§ RECORDS SUPPLIED:
------------
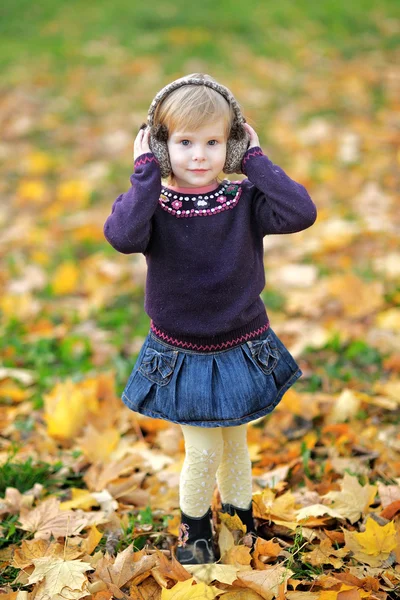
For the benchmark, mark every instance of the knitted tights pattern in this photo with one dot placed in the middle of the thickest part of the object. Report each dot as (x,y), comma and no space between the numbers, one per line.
(214,452)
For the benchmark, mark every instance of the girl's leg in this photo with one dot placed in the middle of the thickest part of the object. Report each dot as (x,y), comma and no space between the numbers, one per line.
(203,454)
(234,472)
(204,448)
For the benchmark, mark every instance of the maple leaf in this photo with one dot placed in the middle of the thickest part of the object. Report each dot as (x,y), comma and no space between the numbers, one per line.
(233,523)
(317,510)
(59,574)
(213,572)
(119,571)
(67,406)
(353,499)
(98,445)
(148,590)
(388,493)
(377,540)
(171,569)
(239,594)
(265,548)
(47,519)
(324,554)
(373,546)
(185,590)
(272,507)
(266,582)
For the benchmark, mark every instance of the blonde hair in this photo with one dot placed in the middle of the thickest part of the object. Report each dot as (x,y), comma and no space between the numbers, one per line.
(192,106)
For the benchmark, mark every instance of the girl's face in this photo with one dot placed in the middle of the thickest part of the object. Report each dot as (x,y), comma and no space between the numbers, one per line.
(197,157)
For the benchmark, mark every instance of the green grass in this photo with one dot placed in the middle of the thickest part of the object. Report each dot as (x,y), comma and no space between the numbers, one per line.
(59,31)
(23,475)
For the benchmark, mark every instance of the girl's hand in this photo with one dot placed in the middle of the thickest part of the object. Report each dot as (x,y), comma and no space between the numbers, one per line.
(254,141)
(141,145)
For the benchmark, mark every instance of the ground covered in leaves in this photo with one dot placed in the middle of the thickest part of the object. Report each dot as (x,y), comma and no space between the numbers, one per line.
(89,490)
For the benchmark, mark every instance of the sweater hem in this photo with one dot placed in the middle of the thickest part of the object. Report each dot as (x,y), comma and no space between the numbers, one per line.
(224,341)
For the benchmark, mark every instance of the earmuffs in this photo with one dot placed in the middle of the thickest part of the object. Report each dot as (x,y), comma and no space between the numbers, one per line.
(237,142)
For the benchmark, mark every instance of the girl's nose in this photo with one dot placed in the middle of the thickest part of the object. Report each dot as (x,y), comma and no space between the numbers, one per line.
(198,154)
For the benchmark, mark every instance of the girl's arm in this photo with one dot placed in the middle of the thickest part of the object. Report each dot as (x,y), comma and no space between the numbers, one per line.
(281,205)
(128,228)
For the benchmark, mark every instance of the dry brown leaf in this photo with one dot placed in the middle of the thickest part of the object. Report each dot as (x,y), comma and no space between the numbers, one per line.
(213,572)
(267,582)
(353,499)
(57,574)
(267,549)
(119,571)
(47,519)
(148,590)
(171,569)
(185,590)
(325,554)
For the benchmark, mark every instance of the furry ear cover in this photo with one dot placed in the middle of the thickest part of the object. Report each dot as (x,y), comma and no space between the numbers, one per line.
(237,142)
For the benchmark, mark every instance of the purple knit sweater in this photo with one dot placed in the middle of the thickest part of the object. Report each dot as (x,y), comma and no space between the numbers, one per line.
(205,252)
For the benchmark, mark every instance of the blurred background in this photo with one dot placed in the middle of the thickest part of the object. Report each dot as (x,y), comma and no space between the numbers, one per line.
(320,82)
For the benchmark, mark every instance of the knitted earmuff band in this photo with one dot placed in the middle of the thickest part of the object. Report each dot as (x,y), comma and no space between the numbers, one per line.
(238,138)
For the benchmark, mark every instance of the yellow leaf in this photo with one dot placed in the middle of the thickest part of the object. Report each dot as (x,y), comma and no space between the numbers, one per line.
(213,572)
(65,278)
(80,499)
(317,510)
(353,499)
(93,539)
(30,550)
(233,523)
(39,163)
(282,507)
(47,519)
(376,540)
(74,193)
(345,407)
(184,590)
(32,191)
(357,297)
(225,540)
(98,445)
(266,582)
(67,406)
(389,319)
(59,574)
(239,594)
(324,554)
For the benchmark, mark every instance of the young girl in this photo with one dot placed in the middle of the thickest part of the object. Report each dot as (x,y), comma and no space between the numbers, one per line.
(211,361)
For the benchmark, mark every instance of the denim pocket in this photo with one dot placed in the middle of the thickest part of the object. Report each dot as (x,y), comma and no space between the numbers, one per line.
(265,353)
(158,367)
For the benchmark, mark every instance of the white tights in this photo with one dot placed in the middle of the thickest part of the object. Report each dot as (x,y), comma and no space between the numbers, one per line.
------------
§ TASK TO CARRY OUT: Copy out all of the material above word for word, leaving out the pictures.

§ RESPONSE TO THE EXERCISE:
For the benchmark, mark every instance of the knitted tights pattern in this photo with one dot placed in the middle of the thickest part of the object. Report each dot as (x,y), comma and no space between the numbers, one per line.
(214,452)
For the benchmark, mark every instance of the girl's leg in this photo with one dot placed in the middle of the thickest part of the object. Report each dot as (x,y), comma and no space between the numbers, one per line.
(203,454)
(234,472)
(204,448)
For the benchmark, mark every instance of the maple leaf in this photo with one dot placed in the middle of the thickest part of the object. Report each dot as (x,y), comma and no space between the numbers, one per line.
(233,523)
(317,510)
(59,574)
(213,572)
(119,571)
(67,406)
(353,499)
(98,445)
(148,590)
(388,493)
(377,540)
(171,569)
(239,594)
(265,548)
(47,519)
(324,554)
(373,546)
(185,590)
(272,507)
(266,582)
For the benchmark, mark every instance of the blonde hair in this photo with one dot placed in the middle of the thickest part of the object. Report each dot as (x,y), comma and no space between the numbers, one per line.
(192,106)
For the benchmark, mark every instance of the girl's face in this photo with one dot placed in the middle of the thickest part of the object. Report each dot as (x,y), comma and no space between the numbers, one per line.
(197,157)
For the benchmark, mark every instance of the green grass in this photo with one dot placed in the middle of the thickest part of the object. Report each dot as (x,y), comma and no space between the numbers, one per line.
(59,31)
(23,475)
For the benchmark, mark every instance of the girl's hand in this photo with one dot placed in the middle of the thickest part of the object. Report each dot as (x,y), comma and no space between the numbers, one per line.
(254,141)
(141,145)
For the benchmark, mark every instance of the ground covered in leaves in this photo with one dot placed in the middle of the thickest part of the object. Report each dot as (x,y), comma and no space between the numbers, one per line.
(89,490)
For the benchmark, mark every instance of the sweater hem in this photo with one dot placed in the middle of the thickest part of the object. Report each dot as (x,y), comma and no space between the numbers, one per line.
(224,341)
For the benchmark, mark every instance of the earmuffs in this photo with one dot placed in the middle of the thickest part of the object. Report each dot as (x,y), comma and no space between the numbers, one per line.
(237,142)
For the benchmark, mark every instance of the girl's nose in this photo with one dot placed in the middle of the thickest part of the object. Report each dot as (x,y), comma and no space between the numbers, one per line.
(198,154)
For the benchmark, mark every instance of the girl's arm in this photo with one dot placed in the middle of the thickest part of the object. Report each dot as (x,y), comma and no space between the numbers, one per line.
(281,205)
(128,228)
For the benchmark, mark every instance of the dry brown leaf in this photo with one dot placed in the middle of the thickest part of the object. Report each dot as (x,y), comma and no space between the numbers, one per line.
(213,572)
(267,582)
(353,499)
(57,574)
(267,549)
(119,571)
(47,519)
(148,590)
(171,569)
(185,590)
(325,554)
For the benchmark, mark every instance of the furry ear cover in this photo with one dot placed in the middle of the thickest part of the object. Report each dot as (x,y), comma and no space between the numbers, one per line.
(237,142)
For the benchmark, mark every instance of the purple knit sweater in this photo with one dot placed in the middle of the thickest part of the object. Report each dot as (x,y), comma and no space between the numbers, one per line.
(205,252)
For the benchmark, mark every instance of the blurred background in this photo with one dot placed in the middle of the thickest part of the object. Report each dot as (x,y), comma and no space between the numbers, one per line.
(320,82)
For the benchmark, mark every instance of the knitted earmuff band in this photo with one dot placed in the middle of the thickest part of the object. Report each dot as (x,y), comma and no space between the numbers, one per line.
(238,138)
For the benchmark, mark every instance of the yellow leaf in this photo with one dot placed in the middle of the thickest part of the object. Report each dot as (x,y), comma and no space between the numbers, one per line.
(213,572)
(65,278)
(80,499)
(317,510)
(353,499)
(93,539)
(30,550)
(233,523)
(39,163)
(282,507)
(47,519)
(376,540)
(74,193)
(345,407)
(184,590)
(32,191)
(357,297)
(225,540)
(98,445)
(266,582)
(67,406)
(389,319)
(59,574)
(239,594)
(324,554)
For the benchmark, mark every instance of the young girl in this photo with one dot placed in the middle of the thickest part of the object. Report each dot as (x,y), comma and no space between the numbers, one per line.
(211,361)
For the benchmark, mark every instance of the denim pocket in this photo with one dot placed in the middle of the thickest part of the object. Report each dot as (x,y), comma and no space between the numbers, one per line.
(265,353)
(158,367)
For the benchmark, mark every instance of the white tights in this photo with one dot placed in the middle of the thickest part of the object. Report each dot as (x,y), comma and no space between the numbers, one per line.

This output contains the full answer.